*** Opening of Supplied material ***

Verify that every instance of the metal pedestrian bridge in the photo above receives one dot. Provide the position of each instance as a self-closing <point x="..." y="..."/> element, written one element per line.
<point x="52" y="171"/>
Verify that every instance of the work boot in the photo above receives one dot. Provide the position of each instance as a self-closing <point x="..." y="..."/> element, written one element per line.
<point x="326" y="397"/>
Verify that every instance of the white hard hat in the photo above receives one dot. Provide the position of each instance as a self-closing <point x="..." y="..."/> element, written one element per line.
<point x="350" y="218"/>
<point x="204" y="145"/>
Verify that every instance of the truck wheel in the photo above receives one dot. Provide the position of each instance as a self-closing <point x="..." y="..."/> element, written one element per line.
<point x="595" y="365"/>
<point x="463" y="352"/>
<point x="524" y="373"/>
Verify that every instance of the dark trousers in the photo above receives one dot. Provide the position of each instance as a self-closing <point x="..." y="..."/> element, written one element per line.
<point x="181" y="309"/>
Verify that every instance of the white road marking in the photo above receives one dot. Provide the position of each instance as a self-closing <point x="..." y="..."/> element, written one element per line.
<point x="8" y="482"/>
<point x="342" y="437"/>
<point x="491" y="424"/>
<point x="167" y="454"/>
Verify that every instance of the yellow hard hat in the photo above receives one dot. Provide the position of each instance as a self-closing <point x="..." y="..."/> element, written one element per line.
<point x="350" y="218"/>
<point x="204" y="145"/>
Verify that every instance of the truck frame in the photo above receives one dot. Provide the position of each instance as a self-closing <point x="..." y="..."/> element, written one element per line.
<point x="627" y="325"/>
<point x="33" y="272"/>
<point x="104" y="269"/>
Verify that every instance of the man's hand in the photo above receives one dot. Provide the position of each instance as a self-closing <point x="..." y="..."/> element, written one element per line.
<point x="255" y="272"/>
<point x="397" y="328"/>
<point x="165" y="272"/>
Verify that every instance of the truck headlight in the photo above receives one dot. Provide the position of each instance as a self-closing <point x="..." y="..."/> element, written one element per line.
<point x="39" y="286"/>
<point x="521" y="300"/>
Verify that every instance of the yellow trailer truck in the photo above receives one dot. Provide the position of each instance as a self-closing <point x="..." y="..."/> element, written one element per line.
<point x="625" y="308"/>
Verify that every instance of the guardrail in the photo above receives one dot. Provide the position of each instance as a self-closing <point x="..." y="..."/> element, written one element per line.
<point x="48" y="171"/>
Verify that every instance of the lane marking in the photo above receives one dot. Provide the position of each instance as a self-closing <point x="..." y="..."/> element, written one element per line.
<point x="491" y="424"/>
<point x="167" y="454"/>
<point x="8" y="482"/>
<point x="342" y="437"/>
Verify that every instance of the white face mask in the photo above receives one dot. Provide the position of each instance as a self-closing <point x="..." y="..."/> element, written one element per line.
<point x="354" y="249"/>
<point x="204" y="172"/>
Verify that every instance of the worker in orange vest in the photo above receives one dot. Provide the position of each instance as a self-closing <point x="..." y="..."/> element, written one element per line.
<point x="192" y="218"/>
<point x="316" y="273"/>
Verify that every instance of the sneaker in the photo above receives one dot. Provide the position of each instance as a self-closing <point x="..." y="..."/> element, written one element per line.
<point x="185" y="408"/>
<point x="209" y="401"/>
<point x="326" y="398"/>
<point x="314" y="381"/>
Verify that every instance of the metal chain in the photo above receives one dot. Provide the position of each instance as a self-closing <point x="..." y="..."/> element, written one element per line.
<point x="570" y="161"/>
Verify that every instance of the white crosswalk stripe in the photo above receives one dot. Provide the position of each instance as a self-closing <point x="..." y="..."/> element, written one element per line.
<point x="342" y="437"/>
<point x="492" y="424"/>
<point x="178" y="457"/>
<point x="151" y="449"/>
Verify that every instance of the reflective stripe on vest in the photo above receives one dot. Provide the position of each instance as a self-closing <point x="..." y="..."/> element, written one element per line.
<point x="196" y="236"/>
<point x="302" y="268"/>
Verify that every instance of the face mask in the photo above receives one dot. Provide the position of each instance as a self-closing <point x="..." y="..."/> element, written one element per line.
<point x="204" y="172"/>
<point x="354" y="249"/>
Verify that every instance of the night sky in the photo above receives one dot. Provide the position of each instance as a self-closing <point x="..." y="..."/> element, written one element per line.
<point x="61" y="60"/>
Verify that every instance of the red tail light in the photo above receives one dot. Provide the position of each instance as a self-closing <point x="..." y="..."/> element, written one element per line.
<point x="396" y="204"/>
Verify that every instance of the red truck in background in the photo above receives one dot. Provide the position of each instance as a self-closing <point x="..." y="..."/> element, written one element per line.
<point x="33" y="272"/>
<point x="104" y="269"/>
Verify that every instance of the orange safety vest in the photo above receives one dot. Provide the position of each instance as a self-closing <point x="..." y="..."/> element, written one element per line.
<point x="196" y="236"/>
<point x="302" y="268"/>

*** Close of Supplied material ***

Exactly reproduce every line of the data above.

Verify that every instance of the metal pedestrian bridge in the photo above receives one dot. Provide the position of each instance as a self-closing <point x="..." y="..."/> element, written one element per line.
<point x="52" y="171"/>
Verify that every instance of the work boot in the photo above receives one dot. Provide the position of each instance as a self-closing <point x="..." y="..."/> element, written one element per line.
<point x="326" y="397"/>
Verify that every instance of the white hard hat in the photo above receives one dot. Provide the position of each instance as a self-closing <point x="..." y="..."/> element, written one element per line.
<point x="350" y="218"/>
<point x="204" y="145"/>
Verify that every instance of the truck wheel in the photo above receives one dot. Provide the position of each instance as a self-closing <point x="..." y="..."/> element, written one element per line.
<point x="595" y="365"/>
<point x="463" y="352"/>
<point x="524" y="373"/>
Verify that every instance of the dark trousers in the photo above receives one dot. Provide the position of each instance as a self-closing <point x="..." y="..."/> element, written one element per line.
<point x="181" y="309"/>
Verify that every instance of the white road marking in the photo above receives one dot. Provide the position of each instance as a self-closing <point x="..." y="..."/> element, written one element per line.
<point x="8" y="482"/>
<point x="342" y="437"/>
<point x="491" y="424"/>
<point x="167" y="454"/>
Verify that every instance of the yellow hard hat in the photo above receives one dot. Provide the position of each instance as a self-closing <point x="..." y="..."/> element, written one element per line.
<point x="350" y="218"/>
<point x="204" y="145"/>
Verify that every instance of the truck frame in the photo above receives one dot. Provide the position of each instance as a self-closing <point x="..." y="..."/> element, written one element per line.
<point x="627" y="325"/>
<point x="33" y="272"/>
<point x="104" y="269"/>
Verify that every instance of the man's hand in the photo above receives one dot. Provide the position of each instance as a self-closing <point x="..." y="..."/> element, written one element per line.
<point x="255" y="272"/>
<point x="397" y="328"/>
<point x="165" y="272"/>
Verify that every instance of the truck headlight in the photo above receives one dot. Provide the position of each instance as a self-closing <point x="..." y="..."/> element, written one element per line.
<point x="39" y="286"/>
<point x="521" y="300"/>
Verify that every instance of the yellow trailer truck in the photo above receives one dot. Provide the position of each instance as a self-closing <point x="..." y="..."/> element, written one element per line.
<point x="625" y="308"/>
Verify that every instance of the guardrail in the photo above receives one dot. Provide the position of each instance as a self-closing <point x="..." y="..."/> element, written one element per line.
<point x="48" y="171"/>
Verify that every instance of the lane marking in the photo above receives one dot. Provide the position of each instance as a self-closing <point x="..." y="..."/> element, written one element per line.
<point x="491" y="424"/>
<point x="167" y="454"/>
<point x="8" y="482"/>
<point x="342" y="437"/>
Verify that every instance of the white face mask in the photo above receives one dot. Provide the position of each instance as a self-closing <point x="..." y="..."/> element, written one element per line.
<point x="354" y="249"/>
<point x="204" y="172"/>
Verify that every instance of the worker in orange vest in the photo above receives one dot. Provide the position of each instance as a self-closing <point x="..." y="..."/> element, written one element per line.
<point x="192" y="218"/>
<point x="316" y="273"/>
Verify that every instance of the sneaker in the photo above receives one dot. Provide the position of each instance as a self-closing <point x="..." y="..."/> element, written one element per line.
<point x="185" y="408"/>
<point x="209" y="401"/>
<point x="326" y="398"/>
<point x="314" y="381"/>
Verify that every instance of the metal chain in the photo above receives one dot. Provide the position of each instance as a self-closing <point x="..." y="..."/> element, written one element per line.
<point x="570" y="161"/>
Verify that every instance of the white crosswalk stripe in the photo above receives one dot. Provide the position of each instance as a self-closing <point x="..." y="..."/> element, written one element per line.
<point x="342" y="437"/>
<point x="492" y="424"/>
<point x="178" y="457"/>
<point x="151" y="449"/>
Verify that every instance of the reflective stripe on vest in the photo above receives one dot. Provide the position of each instance as a self-closing <point x="..." y="..."/> element, written one element per line.
<point x="196" y="236"/>
<point x="302" y="268"/>
Verify that every instance of the face mask in the photo above receives one dot. Provide the position of each instance as a self-closing <point x="..." y="..."/> element, written one element per line.
<point x="204" y="172"/>
<point x="354" y="249"/>
Verify that every instance of the night sky in the photo above receives one dot. Provide the position of each instance as a self-closing <point x="..." y="..."/> element, written one element per line.
<point x="61" y="60"/>
Verify that every instance of the red tail light in the photo above receives one dot. Provide the position of each instance as a self-closing <point x="..." y="..."/> element, written one element per line.
<point x="396" y="204"/>
Verify that every instance of the red truck in background in the photo above receives one dot. Provide the position of each instance as a self-closing <point x="..." y="..."/> element, written one element per line.
<point x="33" y="272"/>
<point x="104" y="269"/>
Verify that every instance of the orange safety vest in the photo above receives one dot. Provide the position of each instance as a self-closing <point x="..." y="..."/> element, written one element per line.
<point x="196" y="236"/>
<point x="302" y="268"/>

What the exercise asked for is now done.